◆ TASK PROMPT: Reproduce the listing with "boulder" switched to "rock" everywhere it occurs, changing nothing else and omitting the pictures.

Labeled-object pointing entries:
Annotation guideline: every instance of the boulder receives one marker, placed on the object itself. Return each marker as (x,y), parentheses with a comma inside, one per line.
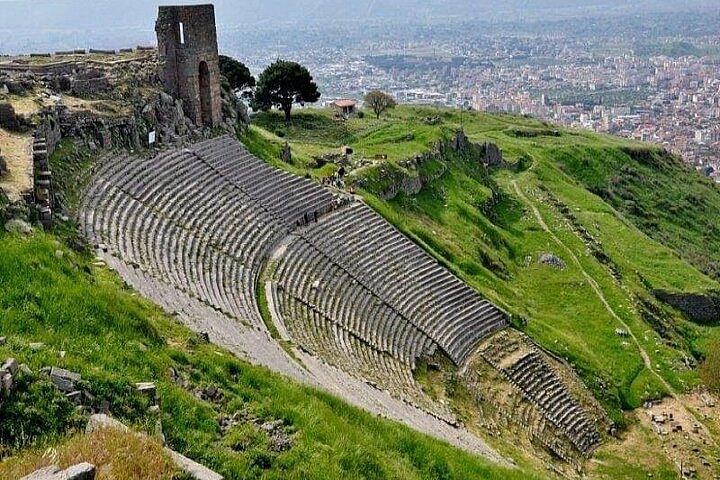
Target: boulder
(82,471)
(8,119)
(552,261)
(19,227)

◆ TASK RESULT:
Annotation guideline: every instance of the rock receives one marker, placed on the object itself. Return each marker as (x,y), parentheses with a comma inside, one per line.
Target: rock
(82,471)
(8,119)
(552,261)
(19,227)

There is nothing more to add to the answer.